REQUIRED TASK - Without skipping anything, write out each record below exactly.

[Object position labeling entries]
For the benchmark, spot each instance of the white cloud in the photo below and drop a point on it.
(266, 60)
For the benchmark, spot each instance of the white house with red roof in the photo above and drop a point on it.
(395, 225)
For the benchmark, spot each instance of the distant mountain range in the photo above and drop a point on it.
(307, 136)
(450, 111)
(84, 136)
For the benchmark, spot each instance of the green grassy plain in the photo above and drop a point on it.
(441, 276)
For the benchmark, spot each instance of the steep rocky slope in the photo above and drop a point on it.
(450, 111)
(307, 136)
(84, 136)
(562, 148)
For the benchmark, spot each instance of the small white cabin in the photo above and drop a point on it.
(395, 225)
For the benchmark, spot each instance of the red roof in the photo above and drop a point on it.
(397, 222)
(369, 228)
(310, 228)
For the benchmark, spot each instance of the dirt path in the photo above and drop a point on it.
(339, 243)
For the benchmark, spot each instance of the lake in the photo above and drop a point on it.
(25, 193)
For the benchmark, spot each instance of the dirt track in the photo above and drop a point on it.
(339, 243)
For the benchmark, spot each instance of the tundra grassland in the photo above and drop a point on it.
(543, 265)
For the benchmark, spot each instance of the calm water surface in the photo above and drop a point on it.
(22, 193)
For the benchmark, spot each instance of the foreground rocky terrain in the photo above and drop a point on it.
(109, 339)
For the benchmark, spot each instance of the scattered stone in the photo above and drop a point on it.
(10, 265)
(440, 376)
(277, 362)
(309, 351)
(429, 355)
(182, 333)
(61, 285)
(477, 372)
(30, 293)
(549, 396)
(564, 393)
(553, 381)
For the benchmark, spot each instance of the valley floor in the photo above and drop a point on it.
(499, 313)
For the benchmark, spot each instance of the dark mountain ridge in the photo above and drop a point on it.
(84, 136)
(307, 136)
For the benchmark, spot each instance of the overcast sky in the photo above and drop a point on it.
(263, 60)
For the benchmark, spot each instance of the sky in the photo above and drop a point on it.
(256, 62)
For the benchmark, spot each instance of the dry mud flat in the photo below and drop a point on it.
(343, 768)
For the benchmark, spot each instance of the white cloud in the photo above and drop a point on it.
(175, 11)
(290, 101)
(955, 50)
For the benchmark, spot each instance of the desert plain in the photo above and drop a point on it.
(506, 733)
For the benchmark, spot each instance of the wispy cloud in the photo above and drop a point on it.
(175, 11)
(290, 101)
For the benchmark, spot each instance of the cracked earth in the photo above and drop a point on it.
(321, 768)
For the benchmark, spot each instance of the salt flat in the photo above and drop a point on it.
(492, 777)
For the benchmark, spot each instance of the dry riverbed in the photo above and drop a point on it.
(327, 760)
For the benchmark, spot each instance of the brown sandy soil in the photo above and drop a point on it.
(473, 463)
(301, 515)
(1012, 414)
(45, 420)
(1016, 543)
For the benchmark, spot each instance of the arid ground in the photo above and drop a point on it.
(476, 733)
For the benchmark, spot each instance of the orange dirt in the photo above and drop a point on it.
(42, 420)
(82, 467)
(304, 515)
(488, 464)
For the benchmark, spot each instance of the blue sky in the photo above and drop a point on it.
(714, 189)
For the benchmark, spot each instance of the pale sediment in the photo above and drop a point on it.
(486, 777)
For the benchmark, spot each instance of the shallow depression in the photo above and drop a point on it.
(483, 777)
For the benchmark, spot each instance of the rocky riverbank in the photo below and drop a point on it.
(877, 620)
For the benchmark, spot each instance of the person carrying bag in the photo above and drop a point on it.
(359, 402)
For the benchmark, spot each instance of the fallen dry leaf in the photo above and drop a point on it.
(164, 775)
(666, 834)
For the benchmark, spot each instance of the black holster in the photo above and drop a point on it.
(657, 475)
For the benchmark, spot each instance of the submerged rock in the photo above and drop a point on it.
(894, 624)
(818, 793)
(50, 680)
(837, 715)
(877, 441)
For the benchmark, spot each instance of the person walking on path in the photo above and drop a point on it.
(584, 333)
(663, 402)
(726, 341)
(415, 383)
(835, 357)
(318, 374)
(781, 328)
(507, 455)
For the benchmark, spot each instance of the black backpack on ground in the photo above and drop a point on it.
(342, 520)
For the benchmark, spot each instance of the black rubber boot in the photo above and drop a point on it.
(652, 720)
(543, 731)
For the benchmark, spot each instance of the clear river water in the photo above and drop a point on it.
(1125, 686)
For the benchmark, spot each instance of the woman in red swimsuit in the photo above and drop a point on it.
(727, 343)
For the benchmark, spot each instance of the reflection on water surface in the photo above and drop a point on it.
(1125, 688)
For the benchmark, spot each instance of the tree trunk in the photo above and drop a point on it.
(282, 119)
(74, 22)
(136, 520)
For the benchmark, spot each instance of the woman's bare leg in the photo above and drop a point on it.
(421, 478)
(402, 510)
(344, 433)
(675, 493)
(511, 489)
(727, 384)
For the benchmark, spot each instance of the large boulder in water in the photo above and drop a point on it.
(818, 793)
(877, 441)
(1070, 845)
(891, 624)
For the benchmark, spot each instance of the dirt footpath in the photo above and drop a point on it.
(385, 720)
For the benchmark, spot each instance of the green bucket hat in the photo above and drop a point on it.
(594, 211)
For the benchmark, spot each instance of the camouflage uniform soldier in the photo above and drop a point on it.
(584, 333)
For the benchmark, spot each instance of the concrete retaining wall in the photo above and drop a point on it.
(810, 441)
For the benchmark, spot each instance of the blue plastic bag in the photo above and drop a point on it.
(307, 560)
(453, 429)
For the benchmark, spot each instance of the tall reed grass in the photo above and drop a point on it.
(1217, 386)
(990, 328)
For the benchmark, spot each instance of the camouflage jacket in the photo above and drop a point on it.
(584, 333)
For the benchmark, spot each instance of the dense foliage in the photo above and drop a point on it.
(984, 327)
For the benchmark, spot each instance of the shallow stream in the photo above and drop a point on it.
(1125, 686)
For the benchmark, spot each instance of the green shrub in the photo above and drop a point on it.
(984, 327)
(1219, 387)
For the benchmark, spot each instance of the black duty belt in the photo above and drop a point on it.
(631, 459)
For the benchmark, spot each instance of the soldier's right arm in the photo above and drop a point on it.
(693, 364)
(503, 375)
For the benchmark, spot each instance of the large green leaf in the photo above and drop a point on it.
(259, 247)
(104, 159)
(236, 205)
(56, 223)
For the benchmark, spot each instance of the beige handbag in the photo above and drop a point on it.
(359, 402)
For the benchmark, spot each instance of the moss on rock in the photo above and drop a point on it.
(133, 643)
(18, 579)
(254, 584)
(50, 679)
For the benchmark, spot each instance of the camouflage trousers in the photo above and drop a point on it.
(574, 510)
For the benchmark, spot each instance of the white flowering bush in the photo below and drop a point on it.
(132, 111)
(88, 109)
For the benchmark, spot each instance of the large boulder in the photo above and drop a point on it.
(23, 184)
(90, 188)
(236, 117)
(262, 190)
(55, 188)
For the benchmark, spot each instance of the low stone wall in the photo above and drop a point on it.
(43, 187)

RESULT FOR THIS TASK -
For the benchmark, spot each instance of the white cloud in the photo below and drop a point on it.
(266, 60)
For the benchmark, spot each instance of the white house with red roof in the photo above and drop a point on it.
(395, 225)
For the benchmark, spot each instance of the distant mountain range in the photo above and drop a point on it.
(307, 136)
(450, 111)
(84, 136)
For the benchmark, spot each instance of the green grassy plain in the photo above and drop a point on it.
(441, 276)
For the benchmark, spot each instance of the steep rocky slope in the photo above and drop a point on it.
(450, 111)
(307, 136)
(84, 136)
(562, 148)
For the benchmark, spot each instance of the small white cabin in the photo above and drop a point on it.
(395, 225)
For the benchmark, spot each instance of the red roof in the photo above and drop a point on it.
(397, 222)
(369, 228)
(310, 228)
For the benchmark, spot each instance of the dirt path in the photo above and drop a point on it.
(339, 243)
For the benchmark, spot each instance of the lake in the photo above and drop a point on it.
(25, 193)
For the benchmark, spot each instance of the dirt track in the photo above and drop a point on it.
(339, 243)
For the benchmark, spot each instance of the tundra grassland in the photo above and drop a point on it.
(543, 265)
For the benchmark, spot each instance of the calm water surface in the photo above and drop a point on it.
(22, 193)
For the benchmark, spot each instance of the foreground rocky terrain in the photo above and drop a point on it.
(109, 339)
For the benchmark, spot each instance of the scattered stone in the photo above and drop a point on it.
(10, 265)
(440, 376)
(277, 362)
(309, 351)
(429, 355)
(182, 333)
(61, 285)
(477, 372)
(30, 293)
(549, 396)
(564, 393)
(553, 381)
For the benchmark, spot each instance of the valley floor in the photo above and drop a point on it.
(499, 313)
For the benchmark, spot each instance of the dark mountain ridge in the photo above and drop a point on it.
(84, 136)
(307, 136)
For the benchmark, spot each instance of the overcast sky in the photo above and drop a point on it.
(263, 60)
For the benchmark, spot each instance of the sky in the photo above and drop a point on it.
(256, 62)
For the benchmark, spot each instance of the dry mud flat in the photo below and drop a point on it.
(343, 768)
For the benchmark, spot each instance of the white cloud in the photo above and drop a point on it.
(175, 11)
(290, 101)
(955, 50)
For the benchmark, spot each instance of the desert plain in the photo above and drop a point on it.
(506, 733)
For the benchmark, spot each instance of the wispy cloud in the photo above and drop a point on it.
(175, 11)
(290, 101)
For the benchmark, spot each instance of the cracked earth in the photo above and drop a point on it.
(321, 768)
For the benchmark, spot each instance of the salt flat in the photo above and drop a point on it.
(492, 777)
For the benchmark, spot each instance of the dry riverbed in the photo above and drop a point on it.
(327, 760)
For the benchmark, spot each instance of the brown sandy soil in the photo above and drop a point on it.
(473, 463)
(301, 515)
(1012, 414)
(45, 420)
(1016, 543)
For the benchmark, spot each instance of the arid ground in the photo above and drop a point on it.
(476, 733)
For the benchmark, spot each instance of the orange dirt in the photo above and drop a point on it.
(42, 420)
(82, 467)
(304, 515)
(488, 464)
For the benchmark, spot each instance of the blue sky in the photo above and drop a point on it.
(714, 189)
For the benchmark, spot each instance of the pale sediment in the photo above and drop a point on it.
(486, 777)
For the benchmark, spot each instance of the shallow depression in the photo above and drop a point on it.
(483, 777)
For the benchmark, spot each instance of the rocky riverbank in the photo below and drop a point on it.
(877, 620)
For the benchmark, spot each instance of the person carrying bag in the photo above and drop a point on it.
(359, 402)
For the benchmark, spot each instance of the fallen dry leaf in the photo above and drop a point on it.
(164, 775)
(666, 834)
For the benchmark, spot each instance of the black holster in the photo above and drop a point on it.
(657, 475)
For the benchmark, spot each instance of the submerged rock in the photo above and drop a point on it.
(894, 624)
(818, 793)
(50, 680)
(837, 715)
(877, 441)
For the benchmark, spot each instance of the person walking on path in the photo above and drop a point on it.
(584, 333)
(663, 402)
(726, 341)
(415, 383)
(835, 357)
(318, 374)
(781, 328)
(507, 455)
For the benchmark, spot each instance of the black backpack on ground in the photo above and drop a point on it.
(342, 520)
For the benchmark, spot each instance of the black rubber boot in the photo above and drop a point on it.
(652, 720)
(543, 731)
For the benchmark, spot each instance of the clear river water in the photo above and drop a point on it.
(1125, 686)
For the benchmark, spot each instance of the woman in red swimsuit in the photo above and drop a point on it.
(727, 343)
For the benchmark, spot each instance of the reflection on water surface in the photo above and drop a point on it.
(1125, 688)
For the benchmark, spot each instance of the tree trunk in the photo above and drop a point on it.
(282, 119)
(74, 22)
(136, 520)
For the benchmark, spot each instance of the woman's bare leg in the photo above and drop a point on it.
(421, 478)
(402, 510)
(344, 433)
(675, 493)
(511, 489)
(727, 384)
For the benchmark, spot each instance of the large boulder in water in the photo above and drop a point on it.
(818, 793)
(877, 441)
(1070, 845)
(891, 624)
For the benchmark, spot each instance of the dirt footpath in the photo above and drop a point on it.
(385, 720)
For the benchmark, spot each instance of the green bucket hat in the photo above and drop a point on it.
(594, 211)
For the benchmark, spot each instance of the camouflage uniform soldier in the photo above and drop a point on it.
(584, 333)
For the benchmark, spot each instance of the concrete retaining wall in the photo above and drop a point on it.
(810, 441)
For the benchmark, spot each instance of the blue plastic bag in the photo above and drop a point on it.
(307, 560)
(453, 429)
For the benchmark, spot each instance of the tall reed grass in the photo above and drop a point on it.
(1217, 386)
(990, 328)
For the benchmark, spot each instance of the camouflage jacket in the photo above and drop a point on it.
(584, 333)
For the benchmark, spot each instance of the dense foliage in the photo above and drop a point on it.
(984, 327)
For the benchmark, spot each instance of the shallow stream in the photo above and drop a point on it.
(1125, 686)
For the benchmark, spot each instance of the green shrub in the photo above and drop a point on it.
(984, 327)
(1219, 387)
For the benchmark, spot each instance of the black duty belt in the photo above and drop a point on it.
(631, 459)
For the benchmark, spot each instance of the soldier's right arm in the photo above and drop a point on it.
(693, 364)
(503, 375)
For the benchmark, spot each instance of the large green leaf in the photo above and drop a point on it.
(259, 247)
(104, 159)
(236, 205)
(56, 223)
For the benchmark, spot each instance of the beige handbag in the photo above and drop a point on it.
(359, 402)
For the benchmark, spot each instance of the moss on rock in the photo above and drop a point on it.
(133, 643)
(18, 579)
(254, 584)
(50, 679)
For the benchmark, spot each instance of the camouflage trousers in the photo above and drop a point on it.
(574, 510)
For the benchmark, spot each instance of the white flowering bush in the photo below and drop a point on it.
(132, 111)
(88, 109)
For the benchmark, spot each instance of the large boulder in the photo above and drop a point on it.
(23, 184)
(90, 188)
(236, 117)
(262, 190)
(55, 188)
For the benchmark, spot each instance of the low stone wall in the photo above and drop a point on it.
(43, 187)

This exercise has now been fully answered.